» **FRAGMENTO DE LECTURA**:
____
Hacer memoria es bosquejar una patria. quizás de las pocas a las que nunca puede regresarse totalmente. Recordar la propia infancia es parecido a escribir variaciones de la misma historia una y otra vez sin nunca ser capaz de lograr una imagen que abarque la totalidad del territorio. Un mapa que registre todo: las zonas borrosas de lo que en ese entonces resultaba inexplicable y que ahora se revela cristalino coma también el bloque de tiempo en que no pasó nada, se miró por la ventana o se buscaron cosas perdidas. Hacer memoria, al fín es construir a conciencia una patria equívoca, sabiendo de antemano que el resultado será como un tablero con fichas desaparecidas que, pese a poder ser reemplazadas por botones, piedritas, o tapas de botella, cambian en algo indeterminable la totalidad del juego y del acto de jugar.
El recuerdo, lo mismo que el juego, tiene un sistema y un escenario. Recordar la niñez, recrearla desde la voz de los hijos es jugar con ese tablero incompleto y a pesar de todo hacerlo funcionar. Es sintonizar la propia memoria con los recuerdos también parchados e incompletos de otros, en mi caso exniños chilenos, porque felizmente en Chile se está recordando mucho y se está escribiendo, también, mucho.
En este contexto, las voces infantiles a las que me refiero necesariamente conviven con diversas perspectivas de creación literaria. Entre estas y por nombrar solo algunas, están aquellas que giran en torno a la idea del viaje y cómo el sujeto en tránsito establece, o no, una conexión entre experiencia individual y hecho histórico como son Poste restante y Ramal, de Cynthia Rimsky, y Camanchaca, de Diego Zúñiga, junto con algunos cuentos de Hermano ciervo, de Juan Pablo Roncone. Otras vertientes son aquellas que exploran e incorporan a la narrativa diversos referentes y registros, provenientes de la cultura underground, la ciencia ficción, el cine y la crónica periodística, como ocurre en el trabajo de Alberto Fuguet y Álvaro Bisama, a las que se suma la incursión, además de la novela, en el ensayo y la dramaturgia por parte de Lina Meruane. La literatura de los hijos participa en este diálogo como quien construye un refugio con mantas y cojines en medio del tráfago para proyectar, desde ese fuerte improvisado, sus múltiples versiones de la patria y de la historia.
____
» **CONSIGNA 1**: Convierte todas las líneas de las entradas en una lista numerada y omite las líneas en blanco.
Las entradas no tienen ninguna relación con el fragmento.

» **ENTRADAS DE TRABAJO**:
____
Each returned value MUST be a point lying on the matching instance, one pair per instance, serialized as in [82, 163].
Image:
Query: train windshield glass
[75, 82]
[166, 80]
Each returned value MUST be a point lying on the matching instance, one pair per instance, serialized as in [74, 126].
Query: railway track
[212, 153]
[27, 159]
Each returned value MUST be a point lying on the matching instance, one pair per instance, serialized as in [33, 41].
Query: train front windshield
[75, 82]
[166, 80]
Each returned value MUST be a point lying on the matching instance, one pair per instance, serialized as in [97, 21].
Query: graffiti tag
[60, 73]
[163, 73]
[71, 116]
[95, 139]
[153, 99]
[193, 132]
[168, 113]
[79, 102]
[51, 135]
____
» **CONSIGNA 2**: Reproduce tal cual el pasaje del fragmento sobre la memoria y la infancia: empieza en las palabras "El recuerdo, lo" y termina después de "escribiendo, también, mucho.".

» **RESPUESTA COMPLETA 1**:
1. Each returned value MUST be a point lying on the matching instance, one pair per instance, serialized as in [82, 163].
2. Image:
3. Query: train windshield glass
4. [75, 82]
5. [166, 80]
6. Each returned value MUST be a point lying on the matching instance, one pair per instance, serialized as in [74, 126].
7. Query: railway track
8. [212, 153]
9. [27, 159]
10. Each returned value MUST be a point lying on the matching instance, one pair per instance, serialized as in [33, 41].
11. Query: train front windshield
12. [75, 82]
13. [166, 80]
14. Each returned value MUST be a point lying on the matching instance, one pair per instance, serialized as in [97, 21].
15. Query: graffiti tag
16. [60, 73]
17. [163, 73]
18. [71, 116]
19. [95, 139]
20. [153, 99]
21. [193, 132]
22. [168, 113]
23. [79, 102]
24. [51, 135]

» **RESPUESTA COMPLETA 2**:
El recuerdo, lo mismo que el juego, tiene un sistema y un escenario. Recordar la niñez, recrearla desde la voz de los hijos es jugar con ese tablero incompleto y a pesar de todo hacerlo funcionar. Es sintonizar la propia memoria con los recuerdos también parchados e incompletos de otros, en mi caso exniños chilenos, porque felizmente en Chile se está recordando mucho y se está escribiendo, también, mucho.